Objective:
Starting with the line that contains "Where can the textured", reproduce each line through the end of the entries exactly as written.

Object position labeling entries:

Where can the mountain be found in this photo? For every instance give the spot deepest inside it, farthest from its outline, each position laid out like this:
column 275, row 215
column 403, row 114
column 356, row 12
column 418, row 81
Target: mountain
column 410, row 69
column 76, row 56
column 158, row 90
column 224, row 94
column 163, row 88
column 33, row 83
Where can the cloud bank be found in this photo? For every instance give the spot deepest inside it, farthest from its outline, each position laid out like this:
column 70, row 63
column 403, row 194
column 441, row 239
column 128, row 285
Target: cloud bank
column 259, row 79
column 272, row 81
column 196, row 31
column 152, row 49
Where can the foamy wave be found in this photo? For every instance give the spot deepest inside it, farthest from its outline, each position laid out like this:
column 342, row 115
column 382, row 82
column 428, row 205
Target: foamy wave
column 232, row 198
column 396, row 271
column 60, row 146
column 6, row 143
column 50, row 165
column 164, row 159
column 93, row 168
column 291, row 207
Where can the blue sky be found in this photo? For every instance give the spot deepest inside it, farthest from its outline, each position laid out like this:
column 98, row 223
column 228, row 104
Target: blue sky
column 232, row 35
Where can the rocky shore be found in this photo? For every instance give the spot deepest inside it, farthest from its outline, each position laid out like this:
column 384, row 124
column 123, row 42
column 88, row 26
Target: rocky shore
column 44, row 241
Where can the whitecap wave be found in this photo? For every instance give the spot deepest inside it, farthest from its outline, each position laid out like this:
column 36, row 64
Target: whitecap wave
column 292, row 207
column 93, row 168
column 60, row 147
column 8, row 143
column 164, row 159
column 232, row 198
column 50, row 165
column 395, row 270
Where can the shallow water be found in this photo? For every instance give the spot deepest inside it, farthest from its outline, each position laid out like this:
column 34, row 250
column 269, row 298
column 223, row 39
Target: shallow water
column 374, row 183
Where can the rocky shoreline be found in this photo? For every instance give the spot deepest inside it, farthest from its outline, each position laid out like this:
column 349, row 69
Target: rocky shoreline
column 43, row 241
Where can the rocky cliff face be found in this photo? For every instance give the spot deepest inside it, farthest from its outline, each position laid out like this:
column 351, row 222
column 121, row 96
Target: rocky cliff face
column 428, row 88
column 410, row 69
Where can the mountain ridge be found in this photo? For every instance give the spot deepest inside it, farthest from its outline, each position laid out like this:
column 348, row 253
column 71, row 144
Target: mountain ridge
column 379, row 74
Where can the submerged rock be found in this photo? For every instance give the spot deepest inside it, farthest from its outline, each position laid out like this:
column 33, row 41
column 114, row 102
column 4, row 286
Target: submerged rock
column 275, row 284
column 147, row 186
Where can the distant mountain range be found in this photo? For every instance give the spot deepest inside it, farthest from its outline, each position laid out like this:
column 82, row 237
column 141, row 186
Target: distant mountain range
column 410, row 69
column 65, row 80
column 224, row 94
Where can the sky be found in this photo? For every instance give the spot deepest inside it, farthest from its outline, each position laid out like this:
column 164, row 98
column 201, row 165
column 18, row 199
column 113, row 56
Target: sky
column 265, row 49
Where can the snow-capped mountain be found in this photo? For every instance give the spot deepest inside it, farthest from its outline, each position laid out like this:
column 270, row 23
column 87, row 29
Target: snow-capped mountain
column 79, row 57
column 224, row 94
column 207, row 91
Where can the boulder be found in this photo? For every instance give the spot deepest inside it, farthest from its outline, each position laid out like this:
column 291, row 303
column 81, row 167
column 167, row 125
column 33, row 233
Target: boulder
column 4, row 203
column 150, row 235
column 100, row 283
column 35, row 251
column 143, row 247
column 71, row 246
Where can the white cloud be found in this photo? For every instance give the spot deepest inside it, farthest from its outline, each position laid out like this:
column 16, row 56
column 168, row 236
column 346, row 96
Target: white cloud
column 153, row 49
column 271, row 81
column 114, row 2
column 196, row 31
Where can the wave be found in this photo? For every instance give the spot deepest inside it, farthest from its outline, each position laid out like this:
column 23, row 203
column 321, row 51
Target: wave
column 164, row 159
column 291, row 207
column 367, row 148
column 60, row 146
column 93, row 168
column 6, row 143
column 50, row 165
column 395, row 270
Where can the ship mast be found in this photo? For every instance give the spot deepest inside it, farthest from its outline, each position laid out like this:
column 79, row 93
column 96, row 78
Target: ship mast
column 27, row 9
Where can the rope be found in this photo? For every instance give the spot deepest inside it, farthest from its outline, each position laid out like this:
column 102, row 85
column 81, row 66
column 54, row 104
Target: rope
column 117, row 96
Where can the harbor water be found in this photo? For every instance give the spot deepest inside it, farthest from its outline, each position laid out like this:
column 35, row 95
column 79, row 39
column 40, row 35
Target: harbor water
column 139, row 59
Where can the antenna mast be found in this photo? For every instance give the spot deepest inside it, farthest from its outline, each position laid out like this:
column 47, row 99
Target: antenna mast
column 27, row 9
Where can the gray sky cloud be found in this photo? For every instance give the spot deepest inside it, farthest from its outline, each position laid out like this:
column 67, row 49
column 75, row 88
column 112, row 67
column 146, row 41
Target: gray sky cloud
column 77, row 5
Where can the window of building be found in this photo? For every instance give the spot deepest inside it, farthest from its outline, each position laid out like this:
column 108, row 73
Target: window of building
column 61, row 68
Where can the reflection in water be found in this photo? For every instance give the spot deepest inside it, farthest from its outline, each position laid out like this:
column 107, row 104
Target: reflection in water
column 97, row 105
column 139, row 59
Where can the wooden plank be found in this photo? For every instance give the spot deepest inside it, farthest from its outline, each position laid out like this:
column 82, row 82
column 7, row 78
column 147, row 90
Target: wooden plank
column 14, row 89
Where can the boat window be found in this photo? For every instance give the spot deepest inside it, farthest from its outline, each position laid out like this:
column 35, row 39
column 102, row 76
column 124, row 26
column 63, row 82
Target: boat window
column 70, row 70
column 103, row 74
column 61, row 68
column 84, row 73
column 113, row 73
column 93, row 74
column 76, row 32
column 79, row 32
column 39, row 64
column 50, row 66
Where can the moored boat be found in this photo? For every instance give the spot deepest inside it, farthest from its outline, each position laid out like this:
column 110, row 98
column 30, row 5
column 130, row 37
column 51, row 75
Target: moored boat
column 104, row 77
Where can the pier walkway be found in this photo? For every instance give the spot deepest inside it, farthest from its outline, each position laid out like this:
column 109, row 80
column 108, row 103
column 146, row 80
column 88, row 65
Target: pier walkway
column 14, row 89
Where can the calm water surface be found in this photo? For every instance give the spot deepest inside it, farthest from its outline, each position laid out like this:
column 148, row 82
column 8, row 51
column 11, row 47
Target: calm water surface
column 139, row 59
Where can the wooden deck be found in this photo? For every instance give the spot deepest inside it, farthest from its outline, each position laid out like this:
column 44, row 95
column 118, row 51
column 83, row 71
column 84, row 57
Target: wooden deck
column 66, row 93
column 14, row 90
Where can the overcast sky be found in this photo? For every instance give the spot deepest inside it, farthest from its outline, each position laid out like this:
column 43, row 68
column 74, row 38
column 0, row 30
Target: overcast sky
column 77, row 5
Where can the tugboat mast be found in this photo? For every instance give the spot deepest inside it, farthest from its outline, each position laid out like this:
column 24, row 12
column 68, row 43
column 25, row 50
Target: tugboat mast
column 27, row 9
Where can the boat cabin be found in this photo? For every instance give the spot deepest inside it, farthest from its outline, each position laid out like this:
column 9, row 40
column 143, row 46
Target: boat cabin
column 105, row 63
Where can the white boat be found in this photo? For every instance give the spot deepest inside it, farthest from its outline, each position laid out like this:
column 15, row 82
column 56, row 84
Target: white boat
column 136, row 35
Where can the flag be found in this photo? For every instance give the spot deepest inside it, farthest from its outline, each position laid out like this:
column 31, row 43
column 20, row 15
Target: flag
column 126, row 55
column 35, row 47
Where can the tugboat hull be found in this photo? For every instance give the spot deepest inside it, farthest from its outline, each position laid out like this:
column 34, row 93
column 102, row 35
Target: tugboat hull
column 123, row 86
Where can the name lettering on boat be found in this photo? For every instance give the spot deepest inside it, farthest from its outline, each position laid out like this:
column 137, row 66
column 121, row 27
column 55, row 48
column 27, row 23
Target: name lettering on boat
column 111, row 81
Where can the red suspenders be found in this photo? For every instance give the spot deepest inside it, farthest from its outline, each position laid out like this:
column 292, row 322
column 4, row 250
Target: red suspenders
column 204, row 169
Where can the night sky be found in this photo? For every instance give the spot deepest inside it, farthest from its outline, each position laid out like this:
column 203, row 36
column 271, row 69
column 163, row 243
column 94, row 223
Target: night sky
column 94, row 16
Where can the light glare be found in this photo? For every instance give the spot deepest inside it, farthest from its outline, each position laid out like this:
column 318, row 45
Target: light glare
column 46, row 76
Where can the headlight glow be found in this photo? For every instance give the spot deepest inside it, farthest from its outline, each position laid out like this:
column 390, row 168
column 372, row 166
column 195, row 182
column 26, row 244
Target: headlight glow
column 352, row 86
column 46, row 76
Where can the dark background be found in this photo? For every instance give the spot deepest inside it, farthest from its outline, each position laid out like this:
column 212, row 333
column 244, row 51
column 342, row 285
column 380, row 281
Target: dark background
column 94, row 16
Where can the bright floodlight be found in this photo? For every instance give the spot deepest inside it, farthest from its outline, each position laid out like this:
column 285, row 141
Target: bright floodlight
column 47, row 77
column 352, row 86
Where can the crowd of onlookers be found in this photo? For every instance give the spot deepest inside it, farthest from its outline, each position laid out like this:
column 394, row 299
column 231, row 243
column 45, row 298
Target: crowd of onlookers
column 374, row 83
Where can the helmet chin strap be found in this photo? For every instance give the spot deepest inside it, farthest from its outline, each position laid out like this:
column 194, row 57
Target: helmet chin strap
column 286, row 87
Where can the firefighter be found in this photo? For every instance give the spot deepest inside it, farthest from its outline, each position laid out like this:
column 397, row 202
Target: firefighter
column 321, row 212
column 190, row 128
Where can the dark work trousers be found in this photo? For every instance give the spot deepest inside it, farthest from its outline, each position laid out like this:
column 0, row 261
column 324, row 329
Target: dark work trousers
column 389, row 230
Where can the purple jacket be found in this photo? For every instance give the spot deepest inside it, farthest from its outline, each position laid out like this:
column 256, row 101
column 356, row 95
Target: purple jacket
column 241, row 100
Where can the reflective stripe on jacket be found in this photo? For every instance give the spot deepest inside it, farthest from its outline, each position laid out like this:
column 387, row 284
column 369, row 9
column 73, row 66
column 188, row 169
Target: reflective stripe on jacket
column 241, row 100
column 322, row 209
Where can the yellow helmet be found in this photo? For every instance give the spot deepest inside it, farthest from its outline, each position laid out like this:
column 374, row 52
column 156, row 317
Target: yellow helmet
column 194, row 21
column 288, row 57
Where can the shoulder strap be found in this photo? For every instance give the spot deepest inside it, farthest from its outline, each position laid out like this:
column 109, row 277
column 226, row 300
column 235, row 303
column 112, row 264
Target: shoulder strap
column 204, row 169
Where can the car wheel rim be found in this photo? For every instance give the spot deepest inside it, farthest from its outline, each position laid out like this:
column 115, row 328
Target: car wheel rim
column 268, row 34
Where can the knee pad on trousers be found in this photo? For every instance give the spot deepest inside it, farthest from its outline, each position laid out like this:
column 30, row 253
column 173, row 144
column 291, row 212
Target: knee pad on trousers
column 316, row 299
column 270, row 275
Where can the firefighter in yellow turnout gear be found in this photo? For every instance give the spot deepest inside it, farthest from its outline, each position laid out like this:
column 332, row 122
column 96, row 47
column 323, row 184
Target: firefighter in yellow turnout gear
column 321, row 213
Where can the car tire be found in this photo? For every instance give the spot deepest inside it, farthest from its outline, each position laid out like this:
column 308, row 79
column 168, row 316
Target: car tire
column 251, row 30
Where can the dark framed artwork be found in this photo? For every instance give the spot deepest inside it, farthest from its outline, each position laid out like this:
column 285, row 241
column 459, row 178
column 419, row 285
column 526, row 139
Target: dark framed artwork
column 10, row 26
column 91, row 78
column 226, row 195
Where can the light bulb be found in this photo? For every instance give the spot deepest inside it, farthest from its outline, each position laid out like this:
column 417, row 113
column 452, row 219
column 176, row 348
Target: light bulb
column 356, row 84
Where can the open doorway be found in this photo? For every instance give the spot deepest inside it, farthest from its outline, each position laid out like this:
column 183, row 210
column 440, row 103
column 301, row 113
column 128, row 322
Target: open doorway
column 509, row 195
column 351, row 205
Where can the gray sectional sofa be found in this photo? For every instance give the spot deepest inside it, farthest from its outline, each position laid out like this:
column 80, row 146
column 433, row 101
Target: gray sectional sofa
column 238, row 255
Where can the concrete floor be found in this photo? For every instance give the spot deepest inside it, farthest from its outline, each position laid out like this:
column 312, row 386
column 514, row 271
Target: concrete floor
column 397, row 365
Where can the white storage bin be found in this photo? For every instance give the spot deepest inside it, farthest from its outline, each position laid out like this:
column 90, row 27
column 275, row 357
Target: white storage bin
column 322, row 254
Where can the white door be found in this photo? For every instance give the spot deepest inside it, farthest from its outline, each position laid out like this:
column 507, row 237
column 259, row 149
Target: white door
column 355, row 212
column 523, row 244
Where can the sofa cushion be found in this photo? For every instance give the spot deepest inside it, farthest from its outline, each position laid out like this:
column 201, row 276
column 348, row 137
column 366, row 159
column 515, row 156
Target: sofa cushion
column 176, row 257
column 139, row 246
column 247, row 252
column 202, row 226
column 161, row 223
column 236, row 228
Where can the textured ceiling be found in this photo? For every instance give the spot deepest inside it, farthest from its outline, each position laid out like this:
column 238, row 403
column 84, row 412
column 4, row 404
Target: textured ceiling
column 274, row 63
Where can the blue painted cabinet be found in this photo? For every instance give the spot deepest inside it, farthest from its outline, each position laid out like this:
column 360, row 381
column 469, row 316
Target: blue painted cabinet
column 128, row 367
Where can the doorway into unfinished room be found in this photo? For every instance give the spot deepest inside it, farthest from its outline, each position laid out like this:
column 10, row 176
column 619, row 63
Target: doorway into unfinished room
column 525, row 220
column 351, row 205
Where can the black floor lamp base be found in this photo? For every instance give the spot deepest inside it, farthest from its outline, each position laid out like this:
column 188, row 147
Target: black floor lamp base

Solved exercise:
Where can the textured ceiling be found in this photo? For every instance give the spot deepest inside it, farthest from its outline, each position laid out like this:
column 238, row 403
column 84, row 412
column 4, row 404
Target: textured ceiling
column 274, row 63
Where can the blue painted cabinet be found in this photo? For every instance give the spot deepest inside it, farthest from its outline, each position laid out like this:
column 360, row 381
column 469, row 316
Target: blue painted cabinet
column 128, row 367
Where can the doorway into unfinished room be found in this photo? For every instance give the spot deepest inside it, farthest from its outline, each position laid out like this:
column 10, row 176
column 619, row 63
Target: doorway into unfinished room
column 525, row 220
column 351, row 205
Where can the black floor lamp base be found in this photo? For every instance give the spot deepest inside it, farthest from its outline, each position laid out like this:
column 188, row 147
Target: black floor lamp base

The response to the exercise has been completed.